-- PROBLEM DETAILS --
Could you write out the listing below again, substituting "MUST" for every "SHOULD" and leaving everything else unchanged?

Location annotation dataset excerpts:
-- Start --

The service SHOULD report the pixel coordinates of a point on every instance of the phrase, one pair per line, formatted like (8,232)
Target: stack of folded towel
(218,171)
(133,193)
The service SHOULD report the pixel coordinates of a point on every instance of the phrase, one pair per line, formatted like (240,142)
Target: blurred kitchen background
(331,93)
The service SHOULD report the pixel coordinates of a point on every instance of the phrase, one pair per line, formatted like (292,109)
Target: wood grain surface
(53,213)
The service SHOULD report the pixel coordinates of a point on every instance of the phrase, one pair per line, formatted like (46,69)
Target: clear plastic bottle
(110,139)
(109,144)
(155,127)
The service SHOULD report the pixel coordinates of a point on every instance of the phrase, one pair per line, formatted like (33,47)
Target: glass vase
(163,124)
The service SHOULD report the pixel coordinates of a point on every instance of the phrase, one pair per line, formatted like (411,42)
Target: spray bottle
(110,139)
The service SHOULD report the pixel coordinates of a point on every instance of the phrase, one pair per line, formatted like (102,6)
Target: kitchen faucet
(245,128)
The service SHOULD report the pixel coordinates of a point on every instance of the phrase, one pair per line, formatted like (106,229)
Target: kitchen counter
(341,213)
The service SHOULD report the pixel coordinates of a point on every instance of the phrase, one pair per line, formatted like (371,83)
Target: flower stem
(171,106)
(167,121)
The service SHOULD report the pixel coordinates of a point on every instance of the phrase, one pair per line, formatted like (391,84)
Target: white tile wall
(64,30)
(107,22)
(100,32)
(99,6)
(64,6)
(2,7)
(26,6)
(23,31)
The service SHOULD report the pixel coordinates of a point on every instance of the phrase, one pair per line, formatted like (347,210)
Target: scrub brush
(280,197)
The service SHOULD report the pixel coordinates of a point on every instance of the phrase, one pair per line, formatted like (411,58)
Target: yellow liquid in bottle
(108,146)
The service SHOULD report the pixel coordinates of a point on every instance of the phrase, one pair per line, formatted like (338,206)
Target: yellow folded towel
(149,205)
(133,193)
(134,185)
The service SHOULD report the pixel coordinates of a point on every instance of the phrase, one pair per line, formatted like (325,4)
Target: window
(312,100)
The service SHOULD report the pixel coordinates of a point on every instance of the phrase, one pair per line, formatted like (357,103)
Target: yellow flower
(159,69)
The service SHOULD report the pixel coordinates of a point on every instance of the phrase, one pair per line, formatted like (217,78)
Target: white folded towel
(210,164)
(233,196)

-- End --

-- THE RESPONSE --
The service MUST report the pixel coordinates of a point on every instance of the phrase, one pair per line, formatted like (8,232)
Target: stack of folded towel
(218,171)
(133,193)
The service MUST report the pixel coordinates of a point on every instance of the phrase, one pair per line, formatted like (240,142)
Target: blurred kitchen background
(331,93)
The service MUST report the pixel coordinates of a point on every instance of the phrase, one pair per line, formatted like (292,109)
Target: wood grain surface
(53,213)
The service MUST report the pixel coordinates of a point on every instance of the phrase, one pair per line, formatted like (46,69)
Target: clear plastic bottle
(110,139)
(109,144)
(155,127)
The service MUST report the pixel coordinates of a point on every instance of the phrase, one pair per line, formatted like (33,47)
Target: glass vase
(163,124)
The service MUST report the pixel coordinates of a point on every instance of the phrase, one pair per line, formatted like (411,42)
Target: spray bottle
(110,139)
The service MUST report the pixel coordinates of a point on every instance of the phrase, one pair per line, formatted like (102,6)
Target: kitchen faucet
(245,128)
The service MUST report the pixel coordinates of a point on every instance of the phrase, one pair per line, formatted like (106,229)
Target: kitchen counter
(341,213)
The service MUST report the pixel coordinates of a point on every instance of the phrase, one pair per line, formatted like (371,83)
Target: flower stem
(171,106)
(167,121)
The service MUST report the pixel coordinates of a point on every instance of the phrase, one pair per line, formatted like (391,84)
Target: white tile wall
(64,30)
(107,22)
(100,32)
(99,6)
(64,6)
(2,7)
(26,6)
(23,31)
The service MUST report the pixel coordinates of a point on every instance of the phrase, one pair per line, formatted like (347,210)
Target: scrub brush
(280,197)
The service MUST report the pixel coordinates of a point on every instance of the phrase, one pair per line, formatted like (411,58)
Target: yellow liquid in bottle
(108,146)
The service MUST report the pixel coordinates of a point on every instance of the phrase, one pair per line, formatted like (338,206)
Target: yellow folded towel
(149,205)
(133,193)
(134,185)
The service MUST report the pixel coordinates of a point on every instance of the phrase, one pair per line, formatted like (325,4)
Target: window
(312,100)
The service MUST report the pixel coordinates of a point on every instance of the phrase, one pair per line, formatted like (357,103)
Target: yellow flower
(159,69)
The service MUST report the pixel coordinates of a point on every instance of the phrase, one pair per line, formatted like (217,78)
Target: white folded towel
(210,164)
(233,196)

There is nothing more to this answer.